### Trecho do texto
Resumo: O presente artigo analisará o instituto da desídia do servidor público como única hipótese de demissão culposa, percorrendo a conceituação que lhe é dada pela doutrina e jurisprudência trabalhista e administrativista; analisará seus pressupostos e a necessidade do aplicador da sanção administrativa observar os princípios da eficiência para sua caracterização e da proporcionalidade para aplicação da penalidade cabível.
Palavras-chave: Desídia. Demissão culposa. Conceito. Requisitos.
Abstract: This article will review the institute's sloth server as the only hypothesis of culpable dismissal, traversing the concepts given to it by the doctrine and jurisprudence; examine their assumptions and the need of the applicator administrative penalty observe the principles of efficiency to their characterization and application of proportionality to the appropriate penalty.
Keywords: Sloth. Culpable dismissal. Concept. requirements
Sumário: Introdução. I. Conceito do instituto: doutrina trabalhista e administrativista. II. Requisitos da desídia: art. 117, inciso XV, da Lei nº. 8.112/90. Conclusão.
INTRODUÇÃO
A estabilidade no emprego é o sonho de muitos de trabalhadores que batalham por uma vaga no serviço público. Tal garantia protege o servidor de pressões hierárquicas e políticas, e também resguarda a própria administração, assegurando a continuidade dos serviços.
Entretanto, não faltam críticas à estabilidade funcional. Muitos acreditam que ela favorece a baixa qualidade do serviço público, uma vez que o servidor estável não teria compromisso com produtividade e eficiência. Contudo, a própria legislação traz uma série de deveres e proibições que, se não observados, geram punição. Da simples advertência à demissão, tudo depende da natureza e da gravidade da infração, do dano causado, das circunstâncias e dos antecedentes funcionais.
Com efeito, o art. 41 da Constituição da República de 1988 estabelece que o servidor é estável após três anos de exercício no cargo. A partir daí, só pode perder o emprego em três hipóteses: por decisão judicial transitada em julgado, após processo administrativo em que lhe seja assegurada ampla defesa e mediante procedimento de avaliação periódica de desempenho, na forma de lei complementar, assegurada ampla defesa.

### Dados de segmentação
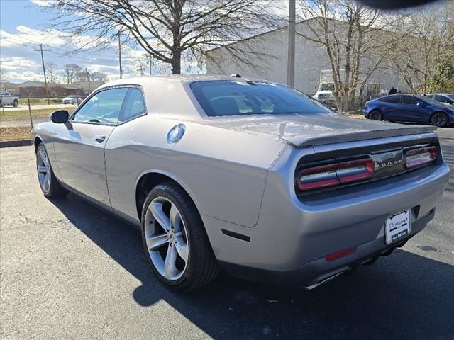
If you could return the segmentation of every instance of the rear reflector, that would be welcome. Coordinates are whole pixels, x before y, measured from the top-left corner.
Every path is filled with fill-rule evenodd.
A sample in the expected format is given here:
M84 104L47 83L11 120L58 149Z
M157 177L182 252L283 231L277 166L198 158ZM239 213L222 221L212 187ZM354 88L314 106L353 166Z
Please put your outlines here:
M360 181L372 177L373 173L370 158L305 169L299 174L298 188L310 190Z
M340 259L341 257L346 256L348 255L351 255L355 251L356 251L356 247L352 246L351 248L348 248L348 249L341 250L340 251L338 251L336 253L333 253L329 255L325 256L325 259L326 261L334 261L338 259Z
M406 169L433 162L437 158L436 147L426 147L409 150L405 154Z

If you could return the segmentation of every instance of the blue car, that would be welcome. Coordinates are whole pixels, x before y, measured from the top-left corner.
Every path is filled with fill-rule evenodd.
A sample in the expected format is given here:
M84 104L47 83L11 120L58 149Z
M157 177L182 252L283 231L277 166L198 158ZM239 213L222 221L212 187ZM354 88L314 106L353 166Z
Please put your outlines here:
M424 96L393 94L367 102L366 118L446 126L454 124L454 108Z

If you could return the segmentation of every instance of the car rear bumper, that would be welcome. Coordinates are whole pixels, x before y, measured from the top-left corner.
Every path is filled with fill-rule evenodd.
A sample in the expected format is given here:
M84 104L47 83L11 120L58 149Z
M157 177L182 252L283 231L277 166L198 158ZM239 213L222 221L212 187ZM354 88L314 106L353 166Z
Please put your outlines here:
M312 289L341 274L350 273L362 264L372 264L382 256L389 255L421 232L434 215L435 209L433 209L413 223L411 234L397 242L386 244L383 236L356 246L355 252L350 255L331 261L325 258L317 259L294 270L274 271L224 261L220 261L220 265L231 275L243 279Z
M308 287L399 246L421 231L433 217L449 173L442 162L366 183L360 191L344 188L336 197L301 201L283 189L288 177L272 171L255 227L202 218L216 259L226 271L248 279ZM387 244L387 218L405 210L411 212L411 234ZM325 259L351 247L355 247L351 255Z

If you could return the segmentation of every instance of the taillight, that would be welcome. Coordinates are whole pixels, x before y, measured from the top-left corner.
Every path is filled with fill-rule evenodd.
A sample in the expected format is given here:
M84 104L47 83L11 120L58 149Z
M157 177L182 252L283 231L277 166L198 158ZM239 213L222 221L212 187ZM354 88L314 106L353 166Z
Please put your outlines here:
M419 147L408 150L405 153L405 164L406 169L426 164L435 161L437 158L436 147Z
M334 163L305 169L298 177L299 190L336 186L372 177L374 163L371 159Z

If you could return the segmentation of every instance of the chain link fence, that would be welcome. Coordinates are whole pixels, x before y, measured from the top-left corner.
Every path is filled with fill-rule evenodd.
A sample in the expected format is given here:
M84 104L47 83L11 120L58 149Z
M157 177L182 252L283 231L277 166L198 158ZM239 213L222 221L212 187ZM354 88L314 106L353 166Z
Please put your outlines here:
M49 121L49 115L56 110L65 109L71 113L83 100L67 97L31 96L21 97L18 106L0 108L0 141L22 140L30 138L30 131L38 123Z
M374 99L372 96L340 96L339 107L333 98L319 100L323 104L341 113L361 114L367 101Z

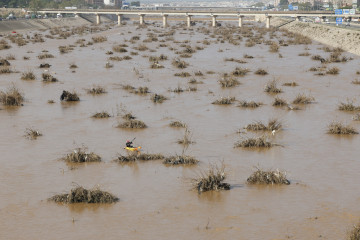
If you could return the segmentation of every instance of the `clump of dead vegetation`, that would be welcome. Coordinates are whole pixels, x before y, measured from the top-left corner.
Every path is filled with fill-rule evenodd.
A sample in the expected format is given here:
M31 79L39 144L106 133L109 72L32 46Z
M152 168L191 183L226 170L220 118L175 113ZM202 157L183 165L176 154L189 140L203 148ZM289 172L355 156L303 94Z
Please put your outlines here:
M184 69L186 68L187 66L189 66L189 64L185 61L182 61L178 58L175 58L173 61L172 61L172 65L177 67L177 68L180 68L180 69Z
M220 99L215 100L212 104L217 105L229 105L235 101L235 97L221 97Z
M349 112L360 111L360 106L355 106L352 101L348 100L346 103L341 102L338 109L341 111L349 111Z
M107 37L106 36L94 36L94 37L92 37L92 40L94 43L101 43L101 42L107 41Z
M223 88L230 88L240 85L239 80L227 74L223 75L223 77L219 80L219 83Z
M250 131L278 131L282 127L282 124L277 119L270 119L268 124L265 125L261 121L257 121L251 124L248 124L245 129Z
M177 127L177 128L184 128L186 127L186 124L183 123L183 122L180 122L180 121L172 121L170 124L169 124L170 127Z
M36 79L35 74L31 70L23 72L21 74L21 80L35 80L35 79Z
M327 133L329 134L358 134L355 128L345 125L341 122L332 122L328 125Z
M192 179L194 189L199 193L206 191L230 190L230 184L224 183L226 179L225 165L221 167L210 165L207 172L200 173L200 176Z
M257 75L267 75L268 72L265 69L259 68L258 70L255 71L255 74Z
M102 111L102 112L97 112L97 113L93 114L91 117L93 117L93 118L109 118L109 117L111 117L111 115L106 111Z
M235 68L234 71L232 71L231 74L232 74L233 76L236 76L236 77L243 77L243 76L245 76L248 72L250 72L250 70L247 69L247 68L237 67L237 68Z
M235 143L234 147L242 147L242 148L270 148L274 144L267 140L265 135L260 137L249 137L244 140L238 141Z
M261 102L242 100L242 101L239 102L238 107L257 108L257 107L260 107L261 105L263 105L263 103L261 103Z
M119 198L113 194L100 190L98 187L85 189L76 187L66 194L58 194L48 199L56 203L115 203Z
M299 93L295 99L292 101L293 104L310 104L315 101L315 98L311 95L306 95L304 93Z
M106 90L105 90L105 88L102 87L102 86L93 86L92 88L87 89L86 92L87 92L88 94L97 95L97 94L106 93Z
M248 177L246 182L248 184L290 184L290 181L286 178L286 172L278 169L275 171L263 171L259 168Z
M12 84L5 92L0 91L0 102L6 106L22 106L24 96L20 90Z
M42 133L38 130L32 129L32 128L26 128L25 130L25 137L31 140L36 139L37 137L42 136Z
M265 92L267 93L281 93L282 90L277 87L277 81L271 80L265 85Z
M88 152L88 148L83 146L76 148L62 160L69 163L100 162L101 157L93 152Z
M154 103L162 103L162 102L164 102L165 100L167 100L167 97L155 93L155 94L153 94L153 95L151 96L151 100L152 100Z
M161 160L164 159L164 155L158 153L139 153L136 154L128 154L128 155L121 155L118 154L114 159L115 162L118 163L128 163L128 162L135 162L135 161L151 161L151 160Z
M76 102L76 101L80 101L80 98L75 91L69 92L64 90L60 96L60 100L67 102Z
M283 84L283 86L285 87L297 87L299 86L299 84L297 84L296 82L286 82Z
M169 165L195 165L198 162L196 158L184 154L166 157L163 161L164 164Z
M49 83L49 82L57 82L58 81L57 78L54 77L53 75L51 75L50 73L42 73L41 77L43 79L43 82L47 82L47 83Z

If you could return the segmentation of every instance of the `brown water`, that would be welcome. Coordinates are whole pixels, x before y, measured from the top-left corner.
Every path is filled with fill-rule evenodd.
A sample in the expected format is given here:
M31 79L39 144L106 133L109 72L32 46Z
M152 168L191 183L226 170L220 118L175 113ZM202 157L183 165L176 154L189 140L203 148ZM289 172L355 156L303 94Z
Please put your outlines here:
M161 27L148 29L165 31ZM195 28L196 29L196 28ZM131 33L129 33L131 32ZM190 66L184 71L216 74L196 77L203 81L196 92L180 94L169 92L188 86L189 78L175 77L181 72L171 65L175 57L168 48L158 48L159 42L145 43L156 52L139 52L129 61L113 62L105 68L108 55L115 44L141 35L147 29L134 25L115 27L94 35L106 35L104 43L89 47L76 47L68 54L60 54L59 45L74 44L79 38L90 40L93 35L73 36L67 40L47 39L45 43L28 44L2 50L1 57L12 53L16 60L12 67L19 71L0 75L0 89L15 83L24 93L23 107L0 110L0 239L344 239L347 231L360 217L358 182L360 181L359 136L337 137L326 134L332 120L342 120L360 130L353 122L353 114L340 112L341 101L359 98L359 85L351 84L359 70L359 57L337 66L340 74L315 76L308 69L319 66L311 56L300 57L304 45L281 47L270 53L261 44L245 47L228 43L212 43L197 51L192 58L184 59ZM124 33L124 35L122 35ZM279 33L279 36L281 34ZM202 46L208 38L197 31L178 28L174 38L190 40L192 46ZM127 42L130 51L136 44ZM179 50L180 44L167 42ZM313 55L328 56L317 43L307 46ZM223 50L220 52L219 50ZM29 50L33 53L27 53ZM48 50L53 59L39 60L37 55ZM147 57L164 53L169 57L164 69L150 69ZM247 64L225 62L225 57L242 58L253 55ZM125 54L115 53L122 56ZM23 60L30 56L30 61ZM40 63L52 65L60 82L44 84L41 81ZM69 64L78 69L72 73ZM222 89L217 83L219 74L231 72L235 67L247 67L253 72L264 68L267 76L250 72L240 78L241 85ZM139 70L139 77L133 71ZM32 69L35 81L20 80L21 72ZM281 87L279 96L291 101L298 93L310 93L314 104L302 106L300 111L272 107L274 95L264 92L264 85L276 78L279 84L296 81L298 87ZM105 86L108 93L92 96L86 88L93 84ZM135 87L148 86L153 93L163 94L169 100L153 104L148 96L138 96L121 89L121 84ZM76 90L81 101L75 104L60 103L62 90ZM237 100L256 100L265 105L249 110L213 105L221 96L234 96ZM54 99L55 104L48 104ZM356 101L355 101L356 102ZM360 104L359 101L356 104ZM149 127L129 131L115 128L120 105L133 113ZM106 110L115 115L97 120L90 116ZM253 121L279 118L284 129L271 137L283 145L269 150L235 149L233 144L244 136L238 129ZM195 167L168 167L161 161L136 162L121 165L112 162L127 139L136 137L136 145L144 152L181 154L182 146L176 141L183 130L168 124L180 120L188 124L192 139L188 155L200 160ZM43 133L37 140L24 138L24 131L32 127ZM86 145L103 158L102 163L84 164L70 170L58 159L72 149ZM206 170L209 163L226 165L230 191L198 194L191 190L190 179ZM246 179L261 168L285 170L291 181L289 186L249 186ZM47 198L65 193L74 186L92 188L99 185L120 198L111 205L58 205Z

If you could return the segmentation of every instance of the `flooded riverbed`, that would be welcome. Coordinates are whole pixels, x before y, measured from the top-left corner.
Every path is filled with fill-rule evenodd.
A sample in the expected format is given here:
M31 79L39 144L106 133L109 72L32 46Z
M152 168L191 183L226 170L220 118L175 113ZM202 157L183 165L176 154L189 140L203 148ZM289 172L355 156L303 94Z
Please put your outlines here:
M251 26L256 25L246 27ZM218 29L221 28L226 26ZM255 35L265 31L263 39L247 47L250 35L233 30L236 45L226 40L225 33L214 31L202 23L190 30L175 24L165 29L160 23L146 28L130 23L67 39L44 38L43 43L21 47L3 38L12 48L1 50L1 57L14 55L16 59L9 62L17 73L0 74L0 90L5 91L14 83L24 93L25 102L21 107L0 106L0 239L344 239L360 216L360 138L326 132L332 121L360 130L359 121L352 120L356 112L338 110L340 102L347 100L360 105L360 85L352 84L359 77L359 57L342 53L352 60L326 64L328 69L337 67L339 74L319 76L309 69L321 66L320 61L311 60L312 56L330 56L321 44L284 44L278 52L270 52L267 40L278 42L291 37L278 31L270 39L271 31L256 27ZM144 42L149 33L156 39ZM83 47L75 43L79 39L87 43L94 36L106 36L107 40ZM134 36L140 40L134 40ZM59 46L70 44L75 46L72 51L59 52ZM126 44L127 52L106 54L119 44ZM148 49L138 50L141 45ZM178 69L172 61L179 57L177 51L183 51L187 45L196 51L189 58L180 58L189 66ZM38 59L44 50L54 58ZM304 52L309 56L299 56ZM168 57L159 61L164 68L150 68L149 57L160 54ZM109 60L125 55L132 59ZM30 60L24 60L24 56ZM246 63L225 61L226 58ZM48 73L59 82L43 83L44 69L39 65L45 62L52 65ZM107 62L113 67L106 68ZM70 69L70 64L78 68ZM229 74L236 67L250 72L238 78L239 86L222 88L218 82L222 74ZM266 70L268 75L255 74L258 69ZM20 80L22 72L28 70L34 72L36 80ZM195 76L199 71L203 76ZM181 72L191 76L174 76ZM202 83L190 85L192 78ZM265 85L273 79L282 93L264 92ZM282 86L286 82L299 86ZM88 94L86 89L94 85L103 86L107 93ZM124 85L148 87L151 93L134 94L123 89ZM169 91L189 86L196 86L196 91ZM80 102L61 102L63 90L75 90ZM153 103L153 93L168 100ZM300 110L272 106L275 97L291 102L301 93L315 100L299 105ZM212 104L229 96L263 105L249 109L238 107L238 102ZM48 100L55 103L49 104ZM116 128L122 121L118 116L121 109L148 127ZM91 117L99 111L107 111L112 117ZM254 121L267 122L270 118L283 124L283 129L274 135L243 129ZM134 137L142 152L182 154L183 145L177 141L184 136L184 129L171 128L172 121L187 124L195 143L188 146L186 154L198 159L198 165L167 166L159 160L128 164L113 161L118 153L126 154L124 144ZM29 140L24 137L26 128L37 129L43 136ZM237 141L262 134L278 146L264 150L234 148ZM99 154L103 161L69 167L59 160L82 145ZM192 178L207 171L209 164L221 163L226 167L230 191L198 194L192 189ZM291 184L246 184L256 167L286 171ZM105 205L47 201L78 185L100 186L120 201Z

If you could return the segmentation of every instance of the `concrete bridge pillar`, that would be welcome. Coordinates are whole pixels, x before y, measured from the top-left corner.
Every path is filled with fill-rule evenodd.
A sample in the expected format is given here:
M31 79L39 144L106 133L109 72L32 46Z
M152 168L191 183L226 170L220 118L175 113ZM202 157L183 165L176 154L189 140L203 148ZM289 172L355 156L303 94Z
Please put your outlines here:
M239 27L242 27L242 19L244 18L244 16L239 16Z
M168 23L167 23L167 18L168 18L169 15L167 14L164 14L163 15L163 27L167 27L168 26Z
M216 27L216 15L211 15L211 17L212 17L212 26L213 27Z
M121 26L122 24L122 14L118 14L118 25Z
M271 16L266 16L266 28L270 28L270 18Z
M186 23L188 27L191 27L191 15L186 16Z
M96 24L100 24L100 14L96 13Z
M140 25L144 25L145 24L145 14L139 14L140 16Z

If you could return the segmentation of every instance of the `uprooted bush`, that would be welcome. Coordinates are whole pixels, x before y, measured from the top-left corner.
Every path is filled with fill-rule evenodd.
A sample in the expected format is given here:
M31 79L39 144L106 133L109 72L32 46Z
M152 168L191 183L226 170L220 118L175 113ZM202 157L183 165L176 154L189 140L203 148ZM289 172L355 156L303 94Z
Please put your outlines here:
M255 102L255 101L240 101L238 107L243 107L243 108L257 108L260 107L261 105L263 105L263 103L261 102Z
M167 97L155 93L155 94L153 94L153 95L151 96L151 100L152 100L154 103L162 103L162 102L164 102L165 100L167 100Z
M328 125L327 133L329 134L358 134L355 128L350 125L344 125L341 122L332 122Z
M228 104L232 104L234 101L235 101L235 97L221 97L220 99L212 102L212 104L228 105Z
M93 152L88 152L87 147L79 147L63 157L62 160L69 163L100 162L101 157Z
M196 158L184 154L166 157L165 160L163 161L164 164L170 164L170 165L180 165L180 164L194 165L197 164L198 162L199 160L197 160Z
M85 189L83 187L76 187L70 190L69 193L58 194L48 199L56 203L114 203L119 201L111 193L100 190L98 187L93 189Z
M24 96L13 84L5 92L0 91L0 102L6 106L21 106Z
M250 131L273 131L273 130L280 130L282 127L281 122L277 119L270 119L268 124L265 125L261 121L248 124L245 129Z
M143 121L137 119L129 119L117 125L118 128L142 129L147 128Z
M265 92L267 93L281 93L282 90L277 87L277 81L271 80L265 85Z
M266 136L261 137L249 137L247 139L238 141L235 143L234 147L242 147L242 148L270 148L274 144L268 142Z
M315 98L311 95L306 96L304 93L299 93L293 100L293 104L309 104L315 101Z
M111 117L111 115L106 111L102 111L102 112L97 112L97 113L93 114L91 117L93 117L93 118L109 118L109 117Z
M126 162L134 162L134 161L150 161L150 160L161 160L164 159L164 155L157 153L138 153L136 154L128 154L121 155L118 154L114 159L115 162L126 163Z
M64 90L60 96L60 100L67 102L73 102L73 101L76 102L76 101L80 101L80 98L75 91L71 93Z
M207 172L200 173L198 178L192 179L194 188L199 192L230 190L230 184L224 183L226 179L225 165L221 167L210 165Z
M281 172L278 169L275 171L257 169L246 182L249 184L290 184L290 181L286 179L286 172Z

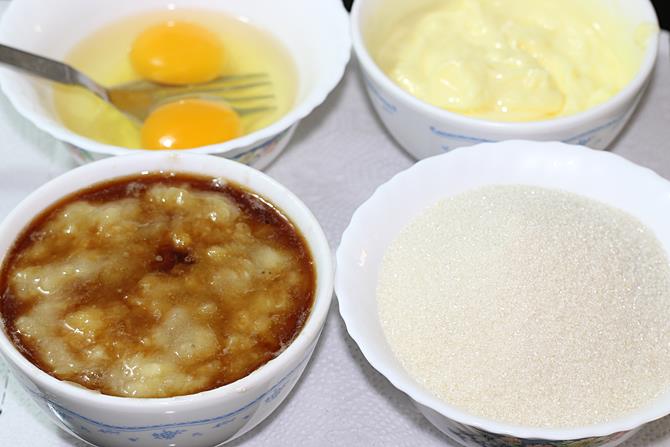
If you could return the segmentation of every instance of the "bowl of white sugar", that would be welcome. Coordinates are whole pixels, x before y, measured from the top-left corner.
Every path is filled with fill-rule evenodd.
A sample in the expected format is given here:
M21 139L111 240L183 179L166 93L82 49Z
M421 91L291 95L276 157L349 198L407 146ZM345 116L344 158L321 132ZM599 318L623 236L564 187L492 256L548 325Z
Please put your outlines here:
M670 182L506 141L354 213L335 289L370 364L463 445L613 446L670 413Z

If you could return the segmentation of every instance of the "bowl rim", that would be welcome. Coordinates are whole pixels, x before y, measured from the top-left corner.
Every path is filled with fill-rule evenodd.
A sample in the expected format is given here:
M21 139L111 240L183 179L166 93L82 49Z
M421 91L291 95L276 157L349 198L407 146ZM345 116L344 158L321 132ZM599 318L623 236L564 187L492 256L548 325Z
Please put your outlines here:
M357 0L354 2L351 9L351 33L352 45L356 58L362 65L364 73L371 77L378 85L382 86L386 91L396 96L400 101L404 101L414 109L418 109L421 113L428 115L432 119L440 122L453 122L462 126L469 126L481 132L509 132L510 134L518 135L523 138L524 133L538 133L543 131L567 131L574 127L583 124L584 122L594 121L606 115L612 110L625 105L638 92L642 91L654 69L656 59L658 56L658 47L660 39L660 26L658 16L650 0L635 0L644 10L645 16L652 22L655 27L654 34L649 37L649 42L644 54L644 58L640 67L633 79L631 79L626 86L621 89L614 96L607 101L596 106L590 107L581 112L571 115L561 116L557 118L550 118L537 121L495 121L485 118L477 118L468 115L462 115L438 106L422 101L409 92L402 89L395 84L391 79L384 74L368 52L363 37L361 23L361 8L366 4L366 0ZM381 4L381 2L380 2Z
M208 173L203 174L203 172L198 172L198 170L191 167L198 163L201 163L201 166L207 166ZM184 164L187 166L184 167ZM204 176L220 175L224 179L231 178L232 181L242 185L244 188L248 188L252 192L254 192L254 188L247 184L252 181L259 181L263 184L264 188L269 188L273 191L272 195L282 195L285 197L287 203L291 203L291 207L294 208L292 213L287 212L278 205L277 207L302 233L312 254L316 274L314 302L304 326L294 340L275 358L241 379L207 391L160 398L106 395L74 385L71 382L59 380L42 371L24 357L11 342L4 327L0 327L0 355L5 357L8 363L19 368L39 388L49 390L54 394L62 394L77 402L100 405L108 409L132 409L143 414L164 410L166 407L175 409L198 404L215 403L217 401L225 404L226 398L238 396L240 392L246 390L259 389L262 392L263 390L260 388L263 386L262 384L272 384L274 381L281 379L282 371L291 364L297 365L304 361L307 358L306 355L309 355L311 345L318 340L333 296L334 267L326 235L314 214L288 188L267 174L233 160L213 155L161 151L124 157L110 157L94 161L68 171L33 191L0 222L0 235L4 236L8 233L16 233L17 236L20 235L42 210L63 197L67 197L89 186L104 183L115 178L142 175L145 172L165 171ZM211 174L214 171L220 171L220 174ZM110 172L112 173L110 174ZM91 181L91 178L95 178L95 180ZM45 196L49 197L50 191L58 191L56 193L57 197L53 200L43 199ZM259 195L265 197L264 194L259 193ZM270 198L267 200L273 205L276 202L276 200ZM43 203L45 201L47 202L46 204ZM18 231L16 230L17 227L19 228ZM304 231L306 228L313 230L311 238ZM13 236L12 241L16 240L17 236ZM0 265L4 264L6 255L12 246L13 243L9 244L7 251L0 253ZM323 273L320 274L320 271Z
M358 345L368 363L389 380L395 388L405 393L416 403L437 412L447 419L493 434L534 440L576 441L627 432L668 415L670 413L670 400L666 399L665 405L656 405L655 401L652 401L648 403L648 406L652 408L643 406L611 421L579 427L538 428L498 422L493 419L473 415L450 405L432 395L418 382L406 380L403 374L399 373L399 368L390 365L381 357L375 343L368 342L364 335L364 329L360 327L360 324L354 318L354 315L358 312L356 303L359 298L352 296L354 295L351 293L352 286L347 281L351 281L351 278L356 276L355 273L352 273L353 270L350 266L352 253L360 252L360 243L358 240L360 238L355 234L360 233L361 229L365 229L365 219L370 208L377 207L378 203L384 200L381 197L388 198L387 191L390 191L392 186L406 183L411 178L416 177L418 173L423 172L424 167L427 165L436 162L447 163L454 158L467 157L473 151L479 152L479 156L486 156L487 151L500 152L503 150L508 150L509 155L512 155L511 153L513 152L517 162L523 160L523 154L537 154L539 151L543 151L555 158L563 157L567 159L569 157L578 157L581 160L586 159L589 165L619 165L622 169L631 172L632 175L644 177L649 182L659 185L659 188L665 189L670 197L670 181L664 179L651 169L639 166L610 152L562 142L506 140L502 142L480 143L473 146L456 148L450 152L420 160L377 187L372 195L354 211L349 224L342 233L340 245L335 252L336 273L334 287L339 313L345 323L349 336Z
M270 5L278 5L277 2L269 1L268 3ZM182 152L195 154L225 154L258 143L262 144L264 141L287 131L291 126L297 124L326 100L328 95L342 79L349 62L351 56L351 32L348 14L341 2L338 0L321 0L321 3L322 5L319 10L322 11L323 14L320 18L332 21L340 30L337 35L330 36L331 39L334 39L338 43L337 51L331 53L331 59L333 60L332 66L334 69L325 71L322 75L318 76L314 82L313 88L304 99L300 102L296 102L286 114L268 126L223 143L210 144L191 149L180 149ZM18 14L16 11L19 10L20 7L21 0L15 0L5 9L2 18L0 19L0 40L5 41L8 38L8 35L5 32L7 26L6 23L21 20L20 15L19 17L16 17ZM318 18L312 17L312 19L316 20ZM251 22L253 25L253 20L251 20ZM286 48L286 51L289 55L293 56L293 52L290 48ZM52 123L50 120L39 114L33 113L30 107L30 101L25 100L21 95L17 95L14 89L16 80L21 79L24 76L29 75L10 71L8 68L0 69L0 89L2 89L5 96L9 99L9 102L19 114L56 139L98 154L126 155L138 152L155 152L155 150L152 151L150 149L126 148L101 143L70 131L64 125L61 125L56 117L54 117L54 122Z

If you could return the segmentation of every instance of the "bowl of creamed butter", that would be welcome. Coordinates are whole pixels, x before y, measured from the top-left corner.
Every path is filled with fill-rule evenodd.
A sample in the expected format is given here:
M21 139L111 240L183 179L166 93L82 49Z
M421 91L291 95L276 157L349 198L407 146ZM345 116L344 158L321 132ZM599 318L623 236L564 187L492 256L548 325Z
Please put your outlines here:
M417 158L512 138L605 149L658 49L648 0L360 0L351 20L371 102Z

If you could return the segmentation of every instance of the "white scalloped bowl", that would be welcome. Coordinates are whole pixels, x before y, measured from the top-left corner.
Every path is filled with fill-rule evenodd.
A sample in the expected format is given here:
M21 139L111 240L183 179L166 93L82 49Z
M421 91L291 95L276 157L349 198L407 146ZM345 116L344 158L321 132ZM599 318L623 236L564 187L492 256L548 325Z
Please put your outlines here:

### Instruções
1) Segundo o artigo sobre a desídia do servidor público, após quantos anos de exercício no cargo o servidor se torna estável?
2) Enumere as hipóteses em que, de acordo com o artigo sobre a desídia do servidor público, o servidor estável pode perder o emprego.
3) Retome o artigo sobre a desídia do servidor público e dê continuidade ao texto logo após a última frase apresentada.

### Respostas em sequência
1) Após três anos de exercício no cargo.

2)
- Por decisão judicial transitada em julgado.
- Após processo administrativo em que lhe seja assegurada ampla defesa.
- Mediante procedimento de avaliação periódica de desempenho, na forma de lei complementar, assegurada ampla defesa.

3)
A Lei nº. 8.112/90 – Estatuto do Servidor – institui no art. 116 os deveres dos servidores públicos, e no art. 117 lista as proibições. As penalidades, no art. 127, são seis: advertência, suspensão, demissão, cassação de aposentadoria ou disponibilidade, destituição de cargo em comissão e de função comissionada. Já o art. 132 estabelece os casos em que deve ser aplicada a pena de demissão.
O servidor que descumprir seus deveres ou violar as proibições pode ser punido administrativamente, por meio de Processo Administrativo Disciplinar (PAD).
Na administração pública federal, as demissões são efetivadas com a publicação de portaria assinada pelo ministro de estado ao qual está subordinado o órgão do servidor. O ato do ministro é contestado no Superior Tribunal de Justiça por meio de mandado de segurança.
Diante da gravidade da pena capital, o enquadramento nas irregularidades previstas nos incisos IX a XVI do art. 117 e de todos os incisos do art. 132, todos da Lei nº. 8.112/90 requer a adequação entre o ato configurado e o texto legal e também exige que a conduta tenha sido dolosa, com exceção da desísia, hipótese de demissão culposa. Uma vez configurado o cometimento de alguma dessas hipóteses previstas no art. 132 do citado normativo, a autoridade julgadora não dispõe de discricionariedade para abrandar a pena.
Nesse artigo será analisado o instituto da desídia, hipótese de demissão culposa e importante instrumento contra a ineficiência no serviço público, analisando seu conceito segundo a doutrina trabalhista e administrativista, requisitos, configuração e casos concretos, com o objetivo de elucidar a matéria viabilizando sua aplicação, ainda tímida no âmbito da administração pública federal.
I – CONCEITO DO INSTITUTO: DOUTRINA TRABALHISTA E ADMINISTRATIVISTA
A desídia, como situação fática, é reprovada pela sociedade, tanto nas relações de emprego, quanto no serviço público e o instrumento que a sociedade dispõe para coibir essa conduta danosa é a demissão (justa causa).
No âmbito das relações empregatícias privadas, a desídia está prevista no art. 482 , alínea “e” da Consolidação das Leis do Trabalho (CLT), que prevê como justa causa para a rescisão do contrato de trabalho a desídia no desempenho das respectivas funções.
No entanto, delinear seu conteúdo conceitual, notadamente indeterminado, é tarefa inevitável do aplicador encarregado de analisar sua ocorrência. Segundo De Plácido e Silva (1998), a desídia tem o seguinte significado:
“DESÍDIA. Derivado do latim desídia, de desidere (estar ocioso) é tido na terminologia do Direito Trabalhista, como o desleixo, a desatenção, a indolência, com que o emprego executa os serviços que lhe estão afetos.
Classificam-na, mui justamente, em desídia fortuita ou ocasional e desídia habitual. A desídia fortuita ou ocasional, a que pode vir por descuido de momento, por uma desatenção momentânea, não constitui motivo para a despedida do empregado ou trabalhador. É justificável.”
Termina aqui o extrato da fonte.